## Фрагмент текста
В эти дни беспокоили его и физические немощи. Тяжелая болезнь горла. Сказались речи на многолюдных митингах, на открытом воздухе, на морозе («Бывало, сходишь с трибуны полумертвый»). Нервный тик всего лица — следы фронтовой жизни, массы переживаний.
Но он был сильным человеком, Дмитрий Фурманов. И он не давал тяжелым думам овладеть собой.
…Пришла новая весна. Весна 1922 года. И вдруг, отстранив все другие темы, все другие заботы, выступил замысел, который давно уже таился где-то в подсознании.
«На первое место выступил Чапаев… Голова и сердце полны этой рождающейся повестью. Материал как будто созрел… Готовлюсь: читаю, думаю, узнаю, припоминаю, делаю все к тому, чтобы приступить, имея в сыром виде едва ли не весь материал, кроме вымысла…»
Нельзя было не написать обо всем пережитом. Нельзя было оставить это только в дневниках и записных книжках.
В книге «Чапаев» Фурманов так характеризовал дневниковые записи комиссара дивизии Клычкова: «Писал он в дневник свой обычно то, что никак не попадало на столбцы газет или отражалось там жалчайшим образом. Для чего писал — не знал и сам: так, по естественной какой-то, по органической потребности, не отдавая себе ясного отчета».
Книга о Чапаеве складывалась в течение многих месяцев. Замысел оформлялся постепенно. Но не было еще решающего творческого «толчка».
Еще в марте двадцать второго года он записывает в свой дневник: «Поглощен. Хожу, лежу, а мысли все одни: о Чапаеве». Но только в начале августа, в дни летнего отпуска, который Фурмановы проводили у брата Аркадия в селе Дунилово, близ Иванова, только в начале августа пришел этот долгожданный «творческий толчок».
«Ехали из деревни. Дорога лесом. Дай пойду вперед; оставил своих и пошагал. Эх, хорошо как думать! Думал, думал о разном, и вдруг стала проясняться у меня повесть, о которой думал неоднократно и прежде, — мой «Чапаев». Намечались главы за главой, сформировывались типы, вырисовывались картины и положения, группировался материал. Одна глава располагалась за другою легко, с необходимостью. Я стал думать усиленно и, когда приехал в Москву, кинулся к собранному ранее материалу, в первую очередь к дневникам. Да черт возьми! Это же богатейший материал, только надо суметь его скомпоновать, только… Это первая большая повесть…»
Вернувшись в Москву, он снова перелистал страницы своих дневников. Ожили картины боевых дней, вспомнились друзья, боевые товарищи. Чапаев мчался на своем коне впереди бойцов, и знаменитая бурка развевалась по ветру…
Долгими ночами сидит Дмитрий Фурманов над своими записками. Будущая книга волнует, захватывает его. Он думает только о ней.

## Задание 1
Где Фурмановы проводили летний отпуск, когда, по словам фрагмента о Фурманове, пришел долгожданный творческий толчок?
## Задание 2
Выпишите без изменений часть фрагмента о Фурманове от слов «Вернувшись в Москву, он» до слов «только о ней.».

## Данные
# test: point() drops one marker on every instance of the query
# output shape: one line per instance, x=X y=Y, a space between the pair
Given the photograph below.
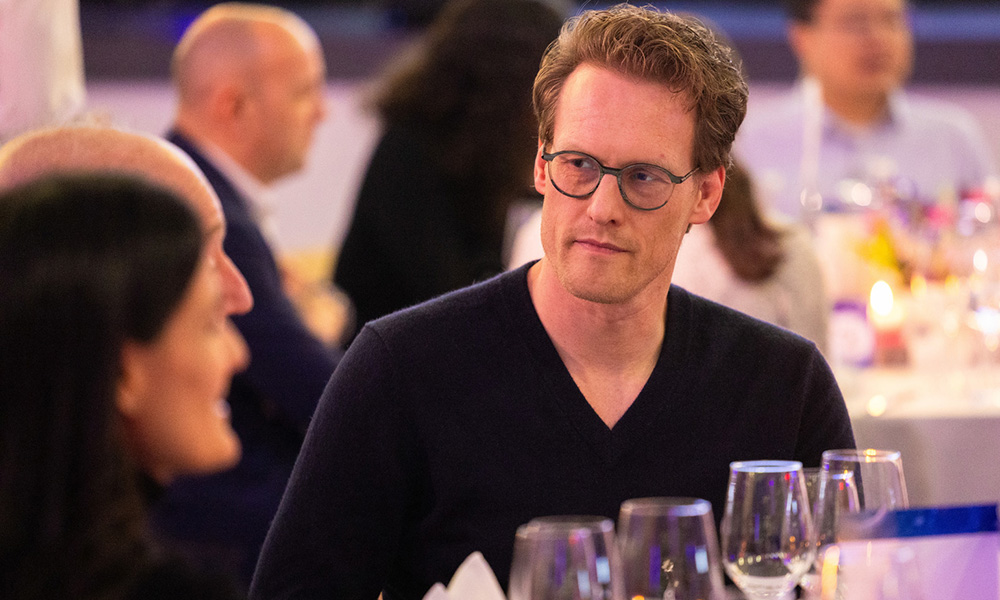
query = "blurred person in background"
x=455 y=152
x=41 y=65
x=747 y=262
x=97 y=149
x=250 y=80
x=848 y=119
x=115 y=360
...
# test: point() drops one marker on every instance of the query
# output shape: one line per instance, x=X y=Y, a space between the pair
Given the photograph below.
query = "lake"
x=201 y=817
--
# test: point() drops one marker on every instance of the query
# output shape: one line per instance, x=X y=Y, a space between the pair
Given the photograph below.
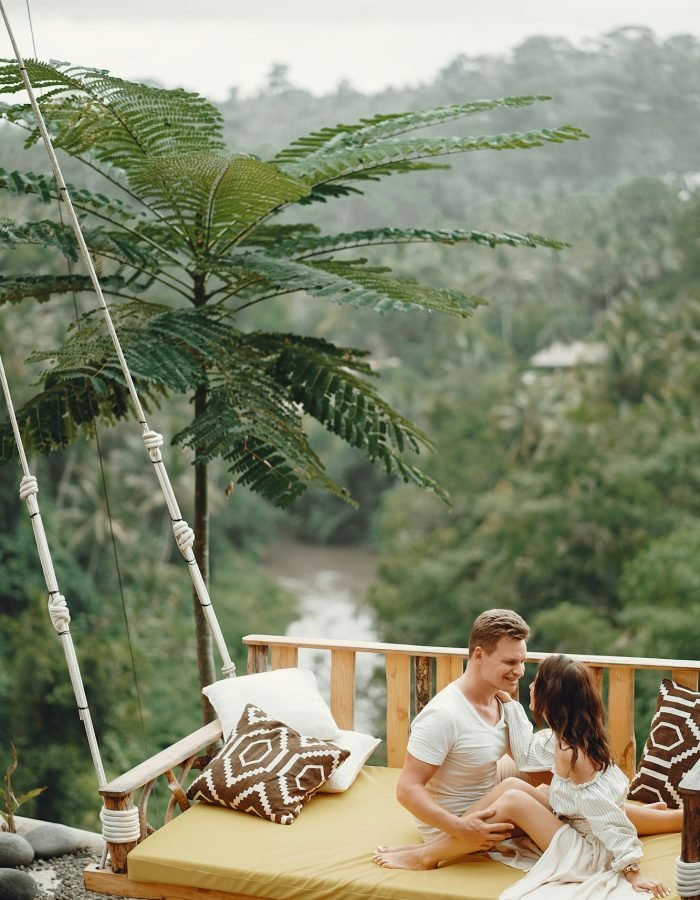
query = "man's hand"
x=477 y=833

## Решение 1
У брата Аркадия в селе Дунилово, близ Иванова.

## Решение 2
Вернувшись в Москву, он снова перелистал страницы своих дневников. Ожили картины боевых дней, вспомнились друзья, боевые товарищи. Чапаев мчался на своем коне впереди бойцов, и знаменитая бурка развевалась по ветру…
Долгими ночами сидит Дмитрий Фурманов над своими записками. Будущая книга волнует, захватывает его. Он думает только о ней.